### Text segment
----------------

Rare variant characterization is a pending problem in molecular biology. Overall, there are two approaches to infer the causal impact of a rare variant on a phenotype. Bioinformatics approaches use functional data to prioritize variants and identify those that carry more functional weight and, as such, are more likely to be the causal variant. Functional data that are used in this approach were previously generated by considering the genome itself, i.e., without taking the studied outcome (phenotype) into account. In contrast, statistics approaches directly test the effect of a rare variant on the phenotype. Hence, they require a sample of subjects with available genotype and phenotype data (in order to detect a significant association), which are not always readily available. Here, we present a workflow that exploits the benefits of both approaches while addressing the shortcomings. Our approach does not require a study sample; it takes functional data into account and carries out the analysis with regard to the studied phenotype. The underlying algorithm is provided as a series of shell scripts. This gives the user the flexibility to adjust them according to the research requirements. For example, by providing a list of phenotypes, it is possible to comprehensively investigate the impact of a rare variant on the entire phenome.

----------------

### The task
Render this sentence from the passage on rare variant characterization in Spanish: "The underlying algorithm is provided as a series of shell scripts." The lines that come next have no role in this exercise.

### Dataset entries

----------------

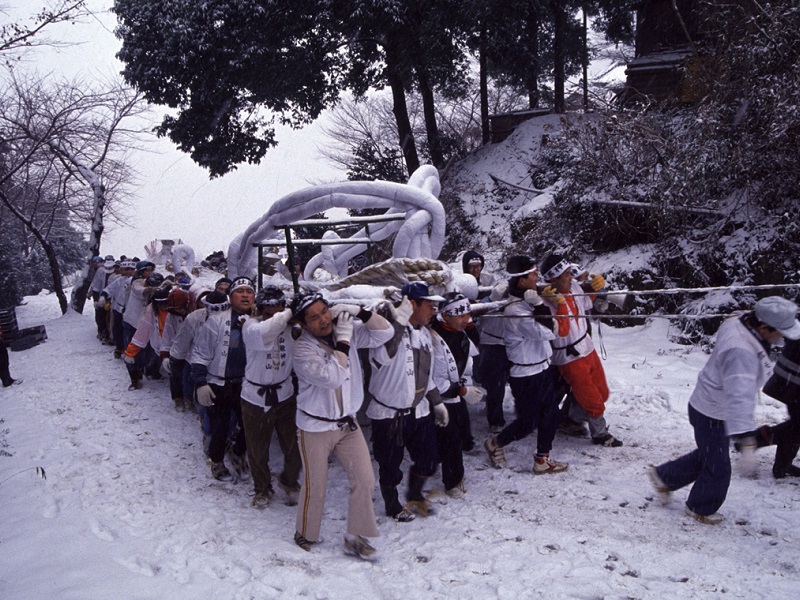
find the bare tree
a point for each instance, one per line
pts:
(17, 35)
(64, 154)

----------------

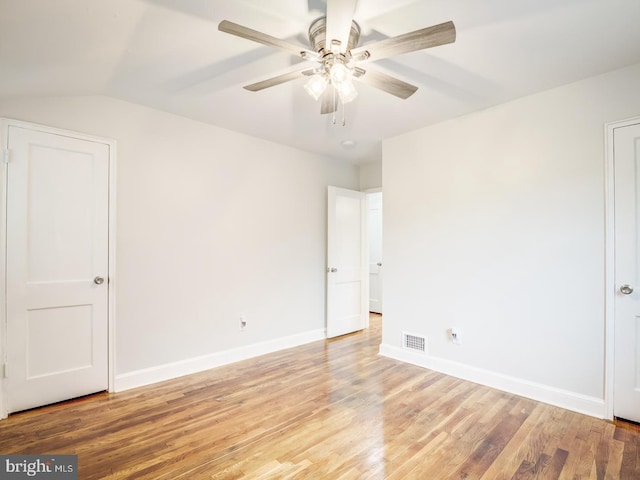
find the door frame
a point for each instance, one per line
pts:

----------------

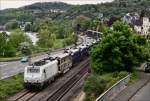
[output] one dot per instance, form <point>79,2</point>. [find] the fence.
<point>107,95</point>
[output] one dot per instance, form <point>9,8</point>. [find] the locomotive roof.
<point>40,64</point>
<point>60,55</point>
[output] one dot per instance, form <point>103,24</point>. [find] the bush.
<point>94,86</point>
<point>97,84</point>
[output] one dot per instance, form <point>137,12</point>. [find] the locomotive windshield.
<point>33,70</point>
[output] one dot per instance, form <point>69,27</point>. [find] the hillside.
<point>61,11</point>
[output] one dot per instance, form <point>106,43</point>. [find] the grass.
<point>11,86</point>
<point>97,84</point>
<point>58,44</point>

----------------

### Solution
El algoritmo subyacente se proporciona como una serie de scripts de shell.